ZESTAW ZADAŃ –
• a. Wymień po kolei, każdy w jednym zdaniu, cztery zarzuty wobec przyjętych założeń, które przedstawia tekst o fotonach wysłanych w stronę Ziemi.
• b. Poprowadź dalej tekst o fotonach wysłanych w stronę Ziemi, zaczynając po jego ostatnim zdaniu.

------ TEKST DO PRZECZYTANIA ------

Fajnie, tylko że założenia nijak nie przystają do tego przykładu.
Po pierwsze: obiekt puszcza fotony w stronę Ziemi nie po 8,67 mld lat po WW, tylko 0,4 mld lat, a więc mają one do pokonania nie więcej niż 0,8 mld lat świetlnych (ly);
Po drugie: jak by nie patrzeć, trudno przyjąć założenie, że Ziemia znajduje się w centrum wszechświata;
Po trzecie: nie liczymy czasu od WW tylko od wysłania fotonów;
Po czwarte: opóźnienie ("dylatacja") czasu dla prędkości c/2 wynosi 15% (wg artykułu, który zalinkowałeś) czyli z grubsza można je pominąć.
Jak widzisz, zbyt dużo założeń upraszczających trzeba przyjąć, żeby potwierdzić słuszność przedstawionego przez Ciebie punktu widzenia.

------ WYBRANE REKORDY ------

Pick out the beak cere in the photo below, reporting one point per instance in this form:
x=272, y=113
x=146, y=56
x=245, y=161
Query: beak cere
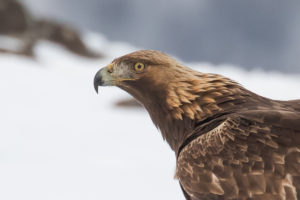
x=104, y=77
x=98, y=80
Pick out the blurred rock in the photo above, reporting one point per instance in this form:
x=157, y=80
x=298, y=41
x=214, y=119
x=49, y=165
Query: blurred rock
x=17, y=22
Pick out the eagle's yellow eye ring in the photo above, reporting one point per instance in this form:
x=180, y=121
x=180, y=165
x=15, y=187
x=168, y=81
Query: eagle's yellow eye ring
x=139, y=67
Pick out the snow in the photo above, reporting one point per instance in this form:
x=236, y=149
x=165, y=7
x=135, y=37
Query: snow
x=59, y=139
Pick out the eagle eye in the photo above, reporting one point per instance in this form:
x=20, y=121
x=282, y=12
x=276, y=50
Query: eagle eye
x=139, y=67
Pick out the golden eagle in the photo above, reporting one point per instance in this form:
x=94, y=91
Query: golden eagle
x=230, y=143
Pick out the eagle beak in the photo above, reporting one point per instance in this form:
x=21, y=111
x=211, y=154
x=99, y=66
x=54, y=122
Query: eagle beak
x=103, y=78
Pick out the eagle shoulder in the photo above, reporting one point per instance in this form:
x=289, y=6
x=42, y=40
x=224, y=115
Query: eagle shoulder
x=245, y=156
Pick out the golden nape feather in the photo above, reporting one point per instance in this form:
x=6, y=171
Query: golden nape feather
x=229, y=143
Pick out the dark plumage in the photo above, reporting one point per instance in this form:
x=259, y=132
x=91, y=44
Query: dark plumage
x=229, y=142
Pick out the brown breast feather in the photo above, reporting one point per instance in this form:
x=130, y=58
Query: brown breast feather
x=246, y=156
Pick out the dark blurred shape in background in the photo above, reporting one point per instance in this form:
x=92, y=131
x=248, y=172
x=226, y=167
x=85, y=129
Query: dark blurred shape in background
x=17, y=22
x=252, y=34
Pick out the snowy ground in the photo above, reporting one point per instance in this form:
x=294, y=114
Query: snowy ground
x=61, y=141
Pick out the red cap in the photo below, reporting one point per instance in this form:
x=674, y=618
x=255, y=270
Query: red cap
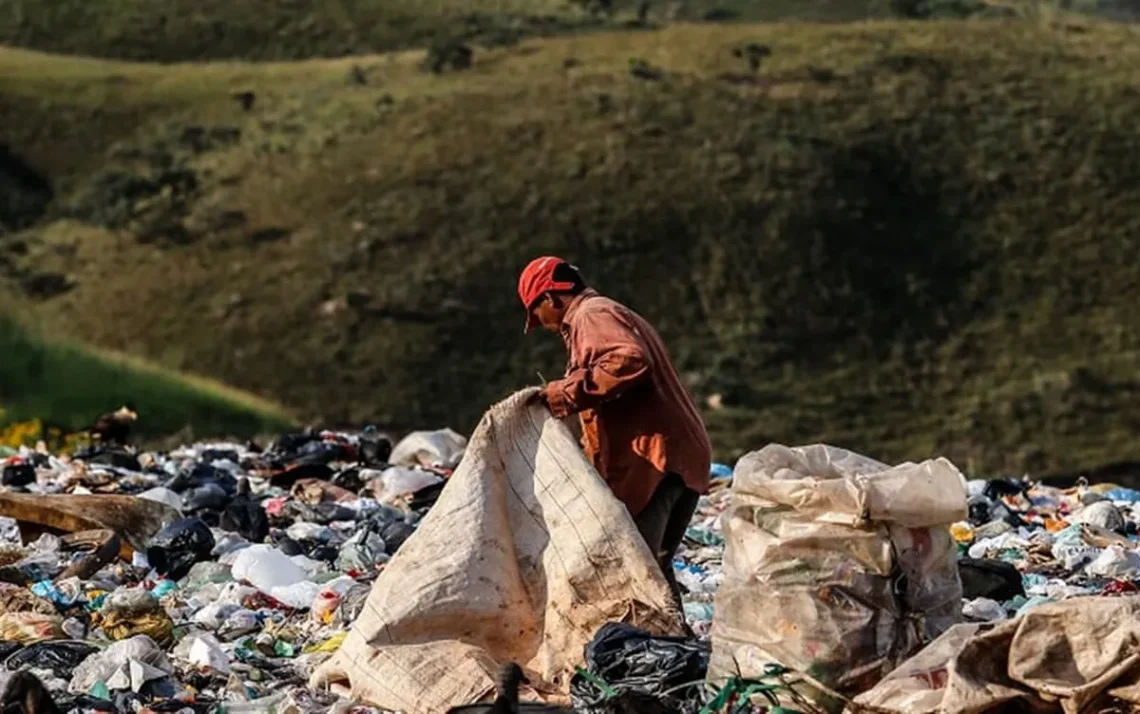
x=536, y=281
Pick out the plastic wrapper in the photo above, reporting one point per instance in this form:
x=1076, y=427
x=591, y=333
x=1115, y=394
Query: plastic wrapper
x=117, y=659
x=836, y=565
x=442, y=447
x=135, y=611
x=60, y=657
x=31, y=627
x=391, y=485
x=274, y=574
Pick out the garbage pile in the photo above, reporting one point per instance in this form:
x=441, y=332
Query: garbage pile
x=222, y=577
x=211, y=578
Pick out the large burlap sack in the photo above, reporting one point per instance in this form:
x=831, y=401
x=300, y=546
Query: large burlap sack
x=836, y=565
x=1081, y=655
x=523, y=558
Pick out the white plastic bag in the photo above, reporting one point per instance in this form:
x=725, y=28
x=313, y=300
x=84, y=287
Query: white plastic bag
x=273, y=573
x=836, y=565
x=391, y=484
x=442, y=448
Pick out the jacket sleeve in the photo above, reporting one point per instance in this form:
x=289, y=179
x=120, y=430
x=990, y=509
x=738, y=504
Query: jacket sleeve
x=611, y=359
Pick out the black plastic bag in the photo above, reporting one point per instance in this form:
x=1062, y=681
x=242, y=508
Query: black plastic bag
x=246, y=518
x=641, y=668
x=23, y=691
x=59, y=656
x=990, y=578
x=395, y=534
x=108, y=456
x=174, y=549
x=18, y=475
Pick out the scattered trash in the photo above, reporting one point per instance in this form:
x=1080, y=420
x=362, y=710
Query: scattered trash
x=220, y=577
x=871, y=545
x=626, y=664
x=174, y=550
x=447, y=611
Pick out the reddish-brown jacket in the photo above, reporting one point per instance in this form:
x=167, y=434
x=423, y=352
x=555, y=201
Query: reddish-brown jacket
x=637, y=420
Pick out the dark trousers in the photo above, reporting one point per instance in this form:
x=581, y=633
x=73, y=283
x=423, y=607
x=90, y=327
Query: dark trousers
x=664, y=522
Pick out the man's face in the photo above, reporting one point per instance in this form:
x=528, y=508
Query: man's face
x=548, y=311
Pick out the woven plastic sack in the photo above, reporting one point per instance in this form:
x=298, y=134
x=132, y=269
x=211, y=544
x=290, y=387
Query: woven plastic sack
x=526, y=554
x=836, y=565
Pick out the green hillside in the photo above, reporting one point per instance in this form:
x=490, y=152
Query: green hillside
x=908, y=238
x=66, y=386
x=195, y=30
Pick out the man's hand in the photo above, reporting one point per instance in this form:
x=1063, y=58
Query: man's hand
x=538, y=397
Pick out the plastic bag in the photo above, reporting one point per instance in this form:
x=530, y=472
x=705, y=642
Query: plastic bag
x=990, y=578
x=103, y=666
x=9, y=532
x=133, y=611
x=836, y=565
x=174, y=549
x=205, y=651
x=31, y=626
x=628, y=659
x=163, y=495
x=59, y=656
x=430, y=448
x=388, y=486
x=273, y=573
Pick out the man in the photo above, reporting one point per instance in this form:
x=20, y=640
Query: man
x=640, y=427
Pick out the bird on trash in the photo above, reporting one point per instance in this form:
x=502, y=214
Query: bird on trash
x=507, y=700
x=115, y=427
x=375, y=447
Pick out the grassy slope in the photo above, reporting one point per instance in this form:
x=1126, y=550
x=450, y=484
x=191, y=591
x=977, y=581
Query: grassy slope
x=905, y=238
x=68, y=386
x=188, y=30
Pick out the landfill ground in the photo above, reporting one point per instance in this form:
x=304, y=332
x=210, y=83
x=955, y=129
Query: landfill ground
x=268, y=556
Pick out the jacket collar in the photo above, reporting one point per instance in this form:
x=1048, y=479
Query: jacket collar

------

ODPOWIEDZI –
• a.
1. Obiekt wysyła fotony w stronę Ziemi nie 8,67 mld lat po WW, lecz 0,4 mld lat po nim, więc mają one do pokonania nie więcej niż 0,8 mld lat świetlnych.
2. Trudno przyjąć założenie, że Ziemia znajduje się w centrum wszechświata.
3. Czasu nie liczy się od WW, lecz od wysłania fotonów.
4. Opóźnienie („dylatacja”) czasu dla prędkości c/2 wynosi 15%, więc z grubsza można je pominąć.

• b.
Do czego zmierzam? Otóż do tego, że w Czasoprzestrzeni mogą istnieć zjawiska, o których jeszcze nic nie wiemy, częściowo dlatego, że ich nie szukaliśmy. Mam na myśli np., że w pewnych miejscach przestrzeń może mieć takie właściwości, które działają jak gigantyczne, kosmiczne zwierciadła, w których odbijają się fotony (i w ogóle fale elektromagnetyczne). Czyli wszechświat byłby czymś w rodzaju kosmicznego gabinetu luster (krzywych?) i w efekcie ten sam obiekt moglibyśmy widzieć pozornie w wielu miejscach kosmosu, z różnych perspektyw i z pozornie różnej odległości? No bo skoro istnieją takie zjawiska jak zakrzywienie przestrzeni, tunele czasoprzestrzenne albo "soczewkowanie grawitacyjne", to dlaczego odrzucać założenie, że mogą istnieć także "kosmiczne zwierciadła czasoprzestrzenne"? A przesuniecie odległych obiektów ku czerwieni, interpretowane jako dowód rozszerzania się wszechświata, może być... rodzajem aberracji chromatycznej tychże zwierciadeł czasoprzestrzennych?
Ja już tego założenia nie zweryfikuję bo wybrałem inny kierunek wiedzy i aktywności zawodowej i nie jestem wyposażony w aparat narzędziowy, który pozwoliłby mi tę kwestie rozstrzygnąć, ale może Arek, znający od podstaw wszelkie równania opisujące właściwości wszechświata, spróbuje podjąć wyzwanie i - przez sam fakt rzucenia takiej hipotezy - zyska nieśmiertelność w świecie naukowym? Stanie w jednym szeregu z takimi gigantami intelektu, jak Pitagoras, Euklides, Archimedes, Kopernik, Newton, Einstein, Skłodowska-Curie i in? Czego Mu szczerze i gorąco życzę.
Ps: Arku, pozdrawiam.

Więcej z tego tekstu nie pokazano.